Restate word for word every line from the top of the data below down through the line that holds "Reviewer note: every instance of the crumbling".

***

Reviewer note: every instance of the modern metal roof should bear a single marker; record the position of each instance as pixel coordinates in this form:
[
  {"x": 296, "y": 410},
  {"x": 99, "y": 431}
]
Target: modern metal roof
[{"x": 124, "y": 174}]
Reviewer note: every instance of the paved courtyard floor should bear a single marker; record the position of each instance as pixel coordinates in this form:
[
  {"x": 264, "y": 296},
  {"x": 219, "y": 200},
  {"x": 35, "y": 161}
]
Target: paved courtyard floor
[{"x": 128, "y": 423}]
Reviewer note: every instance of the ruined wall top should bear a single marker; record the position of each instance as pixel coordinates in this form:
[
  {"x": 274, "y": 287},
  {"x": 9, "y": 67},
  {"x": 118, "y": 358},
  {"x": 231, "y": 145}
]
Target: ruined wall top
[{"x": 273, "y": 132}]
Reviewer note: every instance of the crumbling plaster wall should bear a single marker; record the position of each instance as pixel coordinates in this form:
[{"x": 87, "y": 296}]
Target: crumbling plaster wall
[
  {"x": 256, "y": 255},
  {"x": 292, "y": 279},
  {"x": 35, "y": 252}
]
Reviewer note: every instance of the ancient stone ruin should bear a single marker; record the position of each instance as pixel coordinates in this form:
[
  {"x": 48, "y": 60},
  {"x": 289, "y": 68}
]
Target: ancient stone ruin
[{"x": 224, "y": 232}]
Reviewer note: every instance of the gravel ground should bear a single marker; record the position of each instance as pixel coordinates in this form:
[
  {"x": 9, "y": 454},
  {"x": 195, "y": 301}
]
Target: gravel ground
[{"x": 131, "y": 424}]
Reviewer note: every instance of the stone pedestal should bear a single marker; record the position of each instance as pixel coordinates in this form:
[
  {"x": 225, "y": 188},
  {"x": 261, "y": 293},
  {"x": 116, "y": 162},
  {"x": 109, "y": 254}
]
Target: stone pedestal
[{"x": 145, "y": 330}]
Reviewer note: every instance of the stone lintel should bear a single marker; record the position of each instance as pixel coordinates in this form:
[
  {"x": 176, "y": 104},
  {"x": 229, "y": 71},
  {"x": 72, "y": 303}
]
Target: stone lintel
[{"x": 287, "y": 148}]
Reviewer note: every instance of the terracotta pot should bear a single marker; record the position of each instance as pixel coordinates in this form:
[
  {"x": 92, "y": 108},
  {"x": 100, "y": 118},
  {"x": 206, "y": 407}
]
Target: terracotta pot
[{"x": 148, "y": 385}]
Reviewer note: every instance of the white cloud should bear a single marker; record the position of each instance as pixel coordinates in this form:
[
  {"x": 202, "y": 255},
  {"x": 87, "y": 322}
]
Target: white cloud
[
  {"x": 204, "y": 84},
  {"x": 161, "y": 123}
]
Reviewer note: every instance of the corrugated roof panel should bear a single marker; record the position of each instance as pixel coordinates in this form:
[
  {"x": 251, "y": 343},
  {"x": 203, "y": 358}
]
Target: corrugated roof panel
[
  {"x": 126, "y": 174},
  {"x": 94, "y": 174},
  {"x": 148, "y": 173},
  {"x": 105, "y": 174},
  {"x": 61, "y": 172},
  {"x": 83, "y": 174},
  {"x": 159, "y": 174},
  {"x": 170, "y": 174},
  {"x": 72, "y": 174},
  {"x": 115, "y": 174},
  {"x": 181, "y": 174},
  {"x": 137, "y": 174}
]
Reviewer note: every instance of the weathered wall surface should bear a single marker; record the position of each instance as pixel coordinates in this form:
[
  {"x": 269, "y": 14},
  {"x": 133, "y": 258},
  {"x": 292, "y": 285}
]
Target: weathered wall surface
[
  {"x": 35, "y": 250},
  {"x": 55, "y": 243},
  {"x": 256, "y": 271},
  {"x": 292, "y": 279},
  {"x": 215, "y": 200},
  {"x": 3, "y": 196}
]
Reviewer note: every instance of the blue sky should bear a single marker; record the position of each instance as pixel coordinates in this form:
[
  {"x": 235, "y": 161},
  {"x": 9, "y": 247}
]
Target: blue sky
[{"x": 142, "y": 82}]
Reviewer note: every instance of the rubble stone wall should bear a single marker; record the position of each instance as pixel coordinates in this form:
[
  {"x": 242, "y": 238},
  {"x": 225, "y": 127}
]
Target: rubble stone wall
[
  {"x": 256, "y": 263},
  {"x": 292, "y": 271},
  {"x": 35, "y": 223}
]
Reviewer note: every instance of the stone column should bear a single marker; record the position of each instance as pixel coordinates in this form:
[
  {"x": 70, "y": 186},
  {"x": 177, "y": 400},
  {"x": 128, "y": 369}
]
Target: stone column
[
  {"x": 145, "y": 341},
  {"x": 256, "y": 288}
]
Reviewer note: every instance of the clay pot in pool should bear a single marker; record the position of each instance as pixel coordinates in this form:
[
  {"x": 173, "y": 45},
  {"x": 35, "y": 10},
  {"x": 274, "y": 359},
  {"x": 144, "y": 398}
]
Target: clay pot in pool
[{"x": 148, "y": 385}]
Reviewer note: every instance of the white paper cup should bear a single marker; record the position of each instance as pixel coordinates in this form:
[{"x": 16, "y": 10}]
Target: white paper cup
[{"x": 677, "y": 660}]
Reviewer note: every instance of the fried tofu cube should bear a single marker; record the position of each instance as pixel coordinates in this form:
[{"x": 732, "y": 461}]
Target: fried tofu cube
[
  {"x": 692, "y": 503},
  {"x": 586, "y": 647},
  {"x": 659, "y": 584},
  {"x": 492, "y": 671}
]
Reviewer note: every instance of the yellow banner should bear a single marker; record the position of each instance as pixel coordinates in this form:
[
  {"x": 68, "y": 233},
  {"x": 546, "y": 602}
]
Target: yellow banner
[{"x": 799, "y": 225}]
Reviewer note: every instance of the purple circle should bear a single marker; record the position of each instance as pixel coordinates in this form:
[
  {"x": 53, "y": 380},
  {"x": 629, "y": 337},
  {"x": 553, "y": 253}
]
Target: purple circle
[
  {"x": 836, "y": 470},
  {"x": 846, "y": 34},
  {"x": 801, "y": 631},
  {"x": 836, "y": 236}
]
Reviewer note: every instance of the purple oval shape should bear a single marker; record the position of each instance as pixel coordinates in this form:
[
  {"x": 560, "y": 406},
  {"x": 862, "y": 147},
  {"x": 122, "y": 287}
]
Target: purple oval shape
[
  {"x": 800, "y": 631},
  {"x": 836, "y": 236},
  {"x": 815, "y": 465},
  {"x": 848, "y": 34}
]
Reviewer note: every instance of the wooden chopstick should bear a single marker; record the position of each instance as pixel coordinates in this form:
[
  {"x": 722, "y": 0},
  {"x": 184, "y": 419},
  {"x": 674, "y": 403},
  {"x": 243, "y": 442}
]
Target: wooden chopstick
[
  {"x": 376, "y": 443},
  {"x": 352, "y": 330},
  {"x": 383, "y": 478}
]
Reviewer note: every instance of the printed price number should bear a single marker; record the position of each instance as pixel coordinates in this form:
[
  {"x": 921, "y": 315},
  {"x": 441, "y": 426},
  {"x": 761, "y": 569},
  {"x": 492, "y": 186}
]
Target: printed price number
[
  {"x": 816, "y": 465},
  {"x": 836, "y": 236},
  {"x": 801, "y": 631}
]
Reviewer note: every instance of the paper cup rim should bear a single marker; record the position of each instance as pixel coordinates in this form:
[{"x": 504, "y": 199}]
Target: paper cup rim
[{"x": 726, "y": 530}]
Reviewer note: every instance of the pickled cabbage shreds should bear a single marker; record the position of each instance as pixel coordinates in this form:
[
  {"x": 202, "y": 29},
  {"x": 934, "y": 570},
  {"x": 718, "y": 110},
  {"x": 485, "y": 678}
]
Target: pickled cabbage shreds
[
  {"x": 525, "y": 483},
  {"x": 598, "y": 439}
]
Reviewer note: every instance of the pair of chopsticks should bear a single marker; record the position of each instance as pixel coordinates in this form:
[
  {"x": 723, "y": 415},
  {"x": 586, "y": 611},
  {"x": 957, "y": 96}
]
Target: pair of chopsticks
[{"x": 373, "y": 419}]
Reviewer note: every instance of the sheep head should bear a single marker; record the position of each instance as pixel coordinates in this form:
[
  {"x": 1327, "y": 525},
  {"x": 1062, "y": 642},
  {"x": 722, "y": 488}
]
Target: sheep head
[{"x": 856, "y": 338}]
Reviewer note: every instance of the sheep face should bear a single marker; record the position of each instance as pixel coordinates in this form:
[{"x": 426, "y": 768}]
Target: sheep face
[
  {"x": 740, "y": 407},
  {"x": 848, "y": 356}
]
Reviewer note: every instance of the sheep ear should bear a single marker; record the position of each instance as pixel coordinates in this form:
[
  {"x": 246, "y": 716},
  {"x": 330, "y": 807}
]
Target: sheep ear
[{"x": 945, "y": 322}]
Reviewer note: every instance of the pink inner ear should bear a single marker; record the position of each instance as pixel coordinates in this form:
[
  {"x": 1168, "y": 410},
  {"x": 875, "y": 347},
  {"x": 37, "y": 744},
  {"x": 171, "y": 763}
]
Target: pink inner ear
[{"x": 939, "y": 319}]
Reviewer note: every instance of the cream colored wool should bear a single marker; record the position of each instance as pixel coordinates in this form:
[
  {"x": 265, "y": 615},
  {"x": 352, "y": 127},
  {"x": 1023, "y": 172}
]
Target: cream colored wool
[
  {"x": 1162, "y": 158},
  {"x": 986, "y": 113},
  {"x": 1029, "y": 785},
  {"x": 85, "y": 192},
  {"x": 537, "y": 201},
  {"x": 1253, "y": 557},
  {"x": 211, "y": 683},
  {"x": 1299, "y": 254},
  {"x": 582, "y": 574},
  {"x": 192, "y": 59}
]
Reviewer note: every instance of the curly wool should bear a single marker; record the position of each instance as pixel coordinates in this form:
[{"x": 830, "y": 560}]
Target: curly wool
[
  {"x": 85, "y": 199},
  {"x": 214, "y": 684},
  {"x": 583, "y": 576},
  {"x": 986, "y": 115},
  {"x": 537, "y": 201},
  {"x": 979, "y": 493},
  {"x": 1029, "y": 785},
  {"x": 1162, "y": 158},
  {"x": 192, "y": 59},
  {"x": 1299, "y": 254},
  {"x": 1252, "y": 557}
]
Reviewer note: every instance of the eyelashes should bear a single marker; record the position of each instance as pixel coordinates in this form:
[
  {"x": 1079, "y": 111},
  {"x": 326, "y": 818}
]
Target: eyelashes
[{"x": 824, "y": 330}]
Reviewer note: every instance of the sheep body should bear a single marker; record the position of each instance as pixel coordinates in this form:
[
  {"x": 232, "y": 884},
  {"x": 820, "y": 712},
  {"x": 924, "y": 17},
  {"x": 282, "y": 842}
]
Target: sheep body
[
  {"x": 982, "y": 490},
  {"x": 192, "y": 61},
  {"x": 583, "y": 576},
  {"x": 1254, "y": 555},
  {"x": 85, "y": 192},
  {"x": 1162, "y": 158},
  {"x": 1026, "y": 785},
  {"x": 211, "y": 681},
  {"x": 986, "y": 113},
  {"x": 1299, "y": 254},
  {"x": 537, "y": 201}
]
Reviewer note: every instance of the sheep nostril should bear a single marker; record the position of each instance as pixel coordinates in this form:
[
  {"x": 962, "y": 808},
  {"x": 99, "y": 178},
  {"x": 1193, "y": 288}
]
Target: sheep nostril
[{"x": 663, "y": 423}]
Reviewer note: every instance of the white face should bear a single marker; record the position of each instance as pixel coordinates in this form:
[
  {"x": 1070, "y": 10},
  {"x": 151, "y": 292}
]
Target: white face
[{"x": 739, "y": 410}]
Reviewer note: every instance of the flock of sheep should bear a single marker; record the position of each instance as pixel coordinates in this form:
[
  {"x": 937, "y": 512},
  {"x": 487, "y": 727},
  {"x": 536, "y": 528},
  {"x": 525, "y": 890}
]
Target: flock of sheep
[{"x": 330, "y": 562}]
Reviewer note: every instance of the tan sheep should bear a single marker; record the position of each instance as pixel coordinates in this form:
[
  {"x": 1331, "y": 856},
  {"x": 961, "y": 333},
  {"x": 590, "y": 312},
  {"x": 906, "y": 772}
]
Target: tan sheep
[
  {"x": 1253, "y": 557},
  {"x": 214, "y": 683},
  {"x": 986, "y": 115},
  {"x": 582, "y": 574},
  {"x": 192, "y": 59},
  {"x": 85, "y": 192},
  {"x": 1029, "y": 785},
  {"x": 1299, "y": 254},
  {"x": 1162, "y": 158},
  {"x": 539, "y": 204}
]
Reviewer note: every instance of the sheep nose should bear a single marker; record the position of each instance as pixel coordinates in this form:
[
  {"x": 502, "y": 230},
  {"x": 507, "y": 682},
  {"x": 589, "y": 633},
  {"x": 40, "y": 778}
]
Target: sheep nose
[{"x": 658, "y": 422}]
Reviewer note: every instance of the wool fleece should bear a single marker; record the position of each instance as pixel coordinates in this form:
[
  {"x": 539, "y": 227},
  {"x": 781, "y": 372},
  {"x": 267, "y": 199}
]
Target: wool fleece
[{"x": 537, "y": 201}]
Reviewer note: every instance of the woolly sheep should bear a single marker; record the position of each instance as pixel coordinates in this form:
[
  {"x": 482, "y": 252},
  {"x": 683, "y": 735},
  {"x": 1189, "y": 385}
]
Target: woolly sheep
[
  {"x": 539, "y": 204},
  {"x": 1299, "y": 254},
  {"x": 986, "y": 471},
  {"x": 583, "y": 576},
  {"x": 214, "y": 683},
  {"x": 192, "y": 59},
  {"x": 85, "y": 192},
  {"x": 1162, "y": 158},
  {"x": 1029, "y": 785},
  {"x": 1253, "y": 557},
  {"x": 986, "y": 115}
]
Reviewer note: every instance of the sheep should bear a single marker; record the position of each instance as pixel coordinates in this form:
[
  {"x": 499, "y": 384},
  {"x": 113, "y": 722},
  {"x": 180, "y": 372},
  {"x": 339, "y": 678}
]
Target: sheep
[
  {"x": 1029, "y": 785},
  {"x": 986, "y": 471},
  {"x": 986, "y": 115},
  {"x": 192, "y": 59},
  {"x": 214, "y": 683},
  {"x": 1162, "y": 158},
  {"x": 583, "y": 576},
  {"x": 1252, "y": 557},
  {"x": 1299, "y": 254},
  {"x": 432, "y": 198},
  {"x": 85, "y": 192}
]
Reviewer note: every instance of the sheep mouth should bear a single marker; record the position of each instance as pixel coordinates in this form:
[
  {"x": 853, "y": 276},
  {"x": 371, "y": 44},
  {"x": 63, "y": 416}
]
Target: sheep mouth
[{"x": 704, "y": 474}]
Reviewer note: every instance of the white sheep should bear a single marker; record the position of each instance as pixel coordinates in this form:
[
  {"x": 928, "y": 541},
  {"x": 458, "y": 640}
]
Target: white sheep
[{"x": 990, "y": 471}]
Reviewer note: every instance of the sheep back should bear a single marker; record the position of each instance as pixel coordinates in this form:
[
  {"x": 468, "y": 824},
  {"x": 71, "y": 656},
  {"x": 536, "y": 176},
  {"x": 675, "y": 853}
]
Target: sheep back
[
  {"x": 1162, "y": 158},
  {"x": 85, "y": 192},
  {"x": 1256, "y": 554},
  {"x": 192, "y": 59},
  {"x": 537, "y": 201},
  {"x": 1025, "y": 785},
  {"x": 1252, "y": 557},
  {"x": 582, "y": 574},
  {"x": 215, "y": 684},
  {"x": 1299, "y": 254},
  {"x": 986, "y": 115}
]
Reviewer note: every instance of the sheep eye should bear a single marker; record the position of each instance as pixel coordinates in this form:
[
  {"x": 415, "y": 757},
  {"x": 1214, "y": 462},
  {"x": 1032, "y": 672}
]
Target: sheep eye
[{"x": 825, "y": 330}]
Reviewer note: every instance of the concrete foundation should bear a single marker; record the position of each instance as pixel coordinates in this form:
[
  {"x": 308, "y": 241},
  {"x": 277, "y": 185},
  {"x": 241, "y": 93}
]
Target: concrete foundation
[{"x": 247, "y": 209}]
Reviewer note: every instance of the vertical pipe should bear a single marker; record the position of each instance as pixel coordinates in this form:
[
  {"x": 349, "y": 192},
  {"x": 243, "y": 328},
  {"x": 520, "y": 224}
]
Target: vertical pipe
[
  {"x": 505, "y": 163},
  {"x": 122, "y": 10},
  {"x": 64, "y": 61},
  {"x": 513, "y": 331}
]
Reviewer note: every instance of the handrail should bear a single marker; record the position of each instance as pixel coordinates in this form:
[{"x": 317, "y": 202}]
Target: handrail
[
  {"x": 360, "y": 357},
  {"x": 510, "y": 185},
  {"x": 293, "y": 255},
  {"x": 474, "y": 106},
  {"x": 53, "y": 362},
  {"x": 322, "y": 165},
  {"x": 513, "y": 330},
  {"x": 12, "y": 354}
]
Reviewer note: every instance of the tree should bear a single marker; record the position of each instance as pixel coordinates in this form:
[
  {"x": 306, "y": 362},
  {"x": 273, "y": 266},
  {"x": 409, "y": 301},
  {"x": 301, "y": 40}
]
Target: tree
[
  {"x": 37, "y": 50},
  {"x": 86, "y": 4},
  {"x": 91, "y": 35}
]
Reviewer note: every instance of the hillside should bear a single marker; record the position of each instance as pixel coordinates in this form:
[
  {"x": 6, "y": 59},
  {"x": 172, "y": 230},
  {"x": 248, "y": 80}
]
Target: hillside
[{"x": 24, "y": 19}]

***

EXERCISE ANSWER
Reviewer note: every instance of the modern metal roof should bear a single marker; record the position of each instance as pixel coordinates in this form:
[
  {"x": 296, "y": 410},
  {"x": 99, "y": 431}
]
Target: modern metal roof
[{"x": 124, "y": 174}]
Reviewer note: every instance of the paved courtyard floor should bear a single marker; record the position of each instance as pixel coordinates in this form:
[
  {"x": 264, "y": 296},
  {"x": 219, "y": 200},
  {"x": 35, "y": 161}
]
Target: paved courtyard floor
[{"x": 128, "y": 423}]
Reviewer note: every instance of the ruined wall top should bear a single marker; record the position of each instance as pixel coordinates in this form:
[
  {"x": 274, "y": 287},
  {"x": 9, "y": 67},
  {"x": 118, "y": 358},
  {"x": 231, "y": 145}
]
Target: ruined wall top
[{"x": 273, "y": 132}]
Reviewer note: every instance of the crumbling plaster wall should bear a single marker; record the position of each instance as pixel coordinates in this form:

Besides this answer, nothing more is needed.